* Material for this exercise:
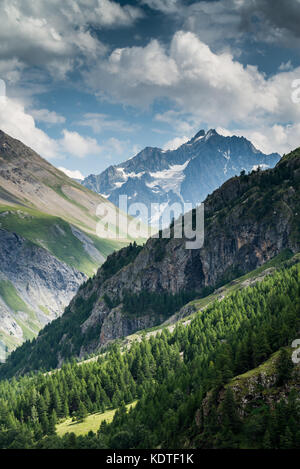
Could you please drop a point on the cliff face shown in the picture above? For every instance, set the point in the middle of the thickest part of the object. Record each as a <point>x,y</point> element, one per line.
<point>35,287</point>
<point>48,236</point>
<point>248,221</point>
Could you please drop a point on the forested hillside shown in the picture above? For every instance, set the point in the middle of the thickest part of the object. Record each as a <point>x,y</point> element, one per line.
<point>248,221</point>
<point>176,377</point>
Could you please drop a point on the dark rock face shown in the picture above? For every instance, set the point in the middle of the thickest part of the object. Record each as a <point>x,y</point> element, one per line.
<point>248,221</point>
<point>187,174</point>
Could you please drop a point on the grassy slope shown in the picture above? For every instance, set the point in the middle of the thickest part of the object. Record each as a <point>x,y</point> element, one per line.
<point>51,233</point>
<point>201,304</point>
<point>91,423</point>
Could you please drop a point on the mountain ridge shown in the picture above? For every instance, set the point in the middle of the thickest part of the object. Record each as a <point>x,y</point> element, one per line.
<point>54,219</point>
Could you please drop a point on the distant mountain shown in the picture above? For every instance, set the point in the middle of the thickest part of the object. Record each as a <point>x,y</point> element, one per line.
<point>48,242</point>
<point>248,221</point>
<point>187,174</point>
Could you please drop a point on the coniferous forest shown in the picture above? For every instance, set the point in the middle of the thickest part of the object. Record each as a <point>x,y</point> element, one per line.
<point>183,382</point>
<point>149,229</point>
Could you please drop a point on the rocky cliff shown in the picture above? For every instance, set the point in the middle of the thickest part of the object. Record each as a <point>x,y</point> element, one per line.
<point>187,174</point>
<point>48,237</point>
<point>248,221</point>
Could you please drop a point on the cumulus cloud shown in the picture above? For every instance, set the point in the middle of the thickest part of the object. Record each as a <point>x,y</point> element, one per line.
<point>16,122</point>
<point>269,139</point>
<point>272,21</point>
<point>20,124</point>
<point>77,145</point>
<point>74,174</point>
<point>56,35</point>
<point>175,143</point>
<point>166,6</point>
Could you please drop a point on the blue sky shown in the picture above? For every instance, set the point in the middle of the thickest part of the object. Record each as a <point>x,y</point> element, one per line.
<point>92,82</point>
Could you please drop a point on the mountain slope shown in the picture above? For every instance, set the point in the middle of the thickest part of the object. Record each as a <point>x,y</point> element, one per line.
<point>248,221</point>
<point>181,380</point>
<point>187,174</point>
<point>50,221</point>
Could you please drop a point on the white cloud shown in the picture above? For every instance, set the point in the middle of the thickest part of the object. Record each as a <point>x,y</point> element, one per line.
<point>16,122</point>
<point>212,88</point>
<point>100,122</point>
<point>269,139</point>
<point>50,117</point>
<point>175,143</point>
<point>166,6</point>
<point>74,174</point>
<point>77,145</point>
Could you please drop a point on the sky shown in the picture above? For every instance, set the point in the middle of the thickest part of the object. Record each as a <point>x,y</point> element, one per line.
<point>89,83</point>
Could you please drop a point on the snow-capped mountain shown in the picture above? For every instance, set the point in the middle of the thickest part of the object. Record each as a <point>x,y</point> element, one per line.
<point>187,174</point>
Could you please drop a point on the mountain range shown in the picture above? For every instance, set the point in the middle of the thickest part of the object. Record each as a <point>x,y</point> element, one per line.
<point>249,220</point>
<point>185,175</point>
<point>48,242</point>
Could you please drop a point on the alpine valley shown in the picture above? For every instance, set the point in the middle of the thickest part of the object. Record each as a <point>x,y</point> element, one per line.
<point>172,347</point>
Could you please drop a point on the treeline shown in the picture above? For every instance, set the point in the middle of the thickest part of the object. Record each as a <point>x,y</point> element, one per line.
<point>171,375</point>
<point>120,259</point>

* Exercise brief:
All pictures are to be dropped, and the records above returned exactly.

* Expected answer:
Could you please drop a point on the cliff face shown in the picture above? For every instance, set the point in the middle of the thickest part of the object. Record each as a <point>x,y</point> element, one per line.
<point>35,287</point>
<point>48,236</point>
<point>248,221</point>
Could you please drop a point on the forested hillside shown in the picture above? For every instance, set the point in the middle of the thickest part of the object. Record each as a <point>x,y</point> element, one per line.
<point>248,221</point>
<point>176,377</point>
Could you please drop a point on the dark rock face shown in the picture above? For every instance, set the point in the middle of the thickest part of the object. Record each as a <point>x,y</point> element, one per line.
<point>248,221</point>
<point>187,174</point>
Could you please drop a point on the grassy slope shown in the picture above? For every instance, set the point in the middle of the thickest part of the object. Record each as a <point>x,y</point> element, one per line.
<point>51,233</point>
<point>201,304</point>
<point>91,423</point>
Could you please drop a point on the mountain ridge shown in the picture above? For every instance, set the point in the middle of the thickest part of the object. Record each as a <point>x,y</point> element, one per line.
<point>54,219</point>
Could you please drop a point on the distant mountain shown in the picture above? For every instance, set the point in the middle of the thickest part of the object. Record each as a <point>x,y</point> element, one per line.
<point>48,242</point>
<point>248,221</point>
<point>187,174</point>
Could you please drop a point on the coniferous forest shown in the picture above? For every instance, set the point in the middle of the thickest part of the object. Record each as a <point>x,y</point> element, one per line.
<point>183,382</point>
<point>149,229</point>
Could you please drop a point on the rocky cliff shown in the picture above? For every instance, set the point in the middle of the thickest part of the object. Record each as a <point>x,y</point> element, one per line.
<point>187,174</point>
<point>48,237</point>
<point>248,221</point>
Could you please drop a point on the cumulus cloud shown in the picture above? For every instance, set the point in the middle of the thickest part of the object. Record each as a <point>x,y</point> element, one per line.
<point>16,122</point>
<point>269,139</point>
<point>272,21</point>
<point>20,124</point>
<point>77,145</point>
<point>74,174</point>
<point>56,35</point>
<point>175,143</point>
<point>166,6</point>
Could you please drop a point on the blue sky shown in the picture above? For every instance, set the point in the middle of the thickest part of the object. Record each as a <point>x,y</point> element, one per line.
<point>92,82</point>
Could you please drop a point on the mountain slope shown in the picture above? For every instance, set the point in the middle of the thickest part of the object. Record each as a <point>x,y</point> element, one per line.
<point>248,221</point>
<point>181,380</point>
<point>187,174</point>
<point>50,221</point>
Could you please drop a point on the white cloud shown in the picture above? For every instance, set the point in the middle of the thickest part of the object. Record each as a <point>x,y</point> element, one per line.
<point>16,122</point>
<point>212,88</point>
<point>100,122</point>
<point>269,139</point>
<point>50,117</point>
<point>175,143</point>
<point>166,6</point>
<point>74,174</point>
<point>77,145</point>
Could you please drop a point on the sky shown in the picture above? For every instance, set the point in the middle of the thickest part of the object. Record each as a <point>x,y</point> element, one per line.
<point>89,83</point>
Could you please drop a point on the snow-capped mountain shown in the picture above? For every instance, set the point in the middle of the thickest part of the object. Record each as a <point>x,y</point> element, one per line.
<point>187,174</point>
Could you please drop a point on the mountain range shown in the picture above? For every instance, set the point in the middle of the thickest part of the object. Record each as a <point>x,y</point> element, one per line.
<point>249,220</point>
<point>185,175</point>
<point>48,242</point>
Could you please drop a point on the alpine valley shown in the picture above? For every instance, set the point in the middle of the thickest part of the object. Record each as a <point>x,y</point> element, one per line.
<point>172,347</point>
Could you please drop a point on the treeline shown in the picture above? For every instance, set the point in the middle of the thickest part of the object. Record each as a <point>x,y</point> element, one per line.
<point>171,375</point>
<point>120,259</point>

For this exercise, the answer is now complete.